» **Parts of the exercise**
• A. Please summarize the passage on measure additivity in two sentences.
• B. Output the part of the passage on measure additivity starting with "Databricks' materialization documentation" and going on through "does not prevent.", copied word for word.

Databricks' materialization documentation states this directly. A measure is additive if its result can be correctly recomputed by re-aggregating from partial results. SUM, COUNT, MIN, and MAX are additive. COUNT(DISTINCT), MEDIAN, and percentiles are not, because you cannot get a correct distinct count by adding up smaller distinct counts. Most semantic layers do not encode this distinction at all. Databricks does, and it uses that knowledge to decide when a query can safely reuse a materialization.

So the system knows about additivity. The rest of this post is about what that knowledge does not prevent.

5. Where knowing is not protecting: three places the math still breaks

Knowing a measure is non-additive is not the same as being protected from adding it wrong. There are three places the protection does not reach. None of them require the system to be buggy. Each one is the system working exactly as documented.

5.1 A metric view over a pre-aggregated source

This is the cleanest one, and you can run it yourself in the next section.

Suppose an upstream table already stores a daily active-user count: daily_active_users(activity_date, active_users), where active_users was computed as COUNT(DISTINCT user_id) per day. Now you build a perfectly reasonable metric view on top with the measure SUM(active_users), and you call it monthly active users.

Query it at the monthly grain and it inflates. It sums the daily distinct counts, so any user who was active on more than one day in the month gets counted more than once. The measure is correctly defined. It even returns the right number at the daily grain. It only goes wrong at coarser grains, which is the worst kind of wrong, because it demos fine and breaks in production.

The metric view cannot catch this, and it is not Databricks' fault. The measure expression is SUM(active_users), which is additive. The non-additivity is hidden one layer up, in the transformation that turned raw events into a daily distinct count. The catalog entry has no record of that. Additivity here is a property of the upstream code, and the catalog only sees the column.

5.2 Materialization and the BI rewrite

The query-time path is safe for distinct counts on raw data. The rewrite paths are where Databricks itself warns about wrong numbers.

To be precise, because this is a place it is easy to overstate: the materialization documentation handles non-additive measures safely. It marks them as not eligible for rollup and either requires an exact match or falls back to the source, so it avoids the wrong answer rather than serving it.

» **Data segment**
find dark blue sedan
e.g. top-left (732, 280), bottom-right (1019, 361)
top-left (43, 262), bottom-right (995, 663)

» **Complete answers**
• A. Databricks' documentation separates additive measures such as SUM, COUNT, MIN, and MAX from non-additive ones such as COUNT(DISTINCT), MEDIAN, and percentiles, and it uses that knowledge to decide when a query can safely reuse a materialization. Even so, the math can still break: a metric view that applies SUM to a daily distinct count to report monthly active users will inflate the total at the monthly grain, because the catalog sees only the column and not the upstream transformation that made it non-additive.

• B.
Databricks' materialization documentation states this directly. A measure is additive if its result can be correctly recomputed by re-aggregating from partial results. SUM, COUNT, MIN, and MAX are additive. COUNT(DISTINCT), MEDIAN, and percentiles are not, because you cannot get a correct distinct count by adding up smaller distinct counts. Most semantic layers do not encode this distinction at all. Databricks does, and it uses that knowledge to decide when a query can safely reuse a materialization.

So the system knows about additivity. The rest of this post is about what that knowledge does not prevent.